EXERCISE OBJECTIVE = Print the following records line for line, with no changes.

THE INPUT =
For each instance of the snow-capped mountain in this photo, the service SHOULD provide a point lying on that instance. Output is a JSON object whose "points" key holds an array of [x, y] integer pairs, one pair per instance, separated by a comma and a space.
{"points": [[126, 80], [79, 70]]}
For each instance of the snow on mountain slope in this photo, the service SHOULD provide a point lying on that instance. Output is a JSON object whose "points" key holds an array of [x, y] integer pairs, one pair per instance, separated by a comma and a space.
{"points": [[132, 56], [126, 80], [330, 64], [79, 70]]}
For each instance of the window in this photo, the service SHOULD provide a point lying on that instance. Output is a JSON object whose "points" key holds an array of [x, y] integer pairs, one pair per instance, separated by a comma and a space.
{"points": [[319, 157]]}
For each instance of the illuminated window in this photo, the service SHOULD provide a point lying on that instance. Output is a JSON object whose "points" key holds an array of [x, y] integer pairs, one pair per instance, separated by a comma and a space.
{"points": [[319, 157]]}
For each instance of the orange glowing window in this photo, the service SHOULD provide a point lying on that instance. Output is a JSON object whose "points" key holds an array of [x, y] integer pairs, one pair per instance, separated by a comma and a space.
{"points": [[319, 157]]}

RESPONSE FOR THIS EXERCISE =
For each instance of the snow-capped mountain in this photo, the service SHOULD provide a point lying on that instance. Output is a JSON object whose "points" key holds an array of [x, y] integer pairs, one pair per instance, separated by a comma and a space.
{"points": [[126, 80], [79, 70]]}
For each instance of the snow on mountain slope in this photo, the service SHOULD provide a point lying on that instance. Output is a JSON object whose "points" key holds an array of [x, y] integer pairs, one pair per instance, separated by a comma and a space.
{"points": [[132, 56], [126, 80], [330, 64], [79, 70]]}
For each instance of the window in this photo, the service SHOULD provide a point lying on that instance. Output is a JSON object whose "points" key holds an array of [x, y] integer pairs, one pair per instance, separated by a comma and a space.
{"points": [[319, 157]]}
For each instance of the illuminated window in this photo, the service SHOULD provide a point lying on that instance. Output is a JSON object whose "points" key holds an array of [x, y] integer pairs, one pair per instance, separated by a comma and a space.
{"points": [[319, 157]]}
For each instance of the orange glowing window in this photo, the service SHOULD provide a point lying on that instance. Output is a JSON object whose "points" key holds an array of [x, y] integer pairs, one pair per instance, separated by a comma and a space.
{"points": [[319, 157]]}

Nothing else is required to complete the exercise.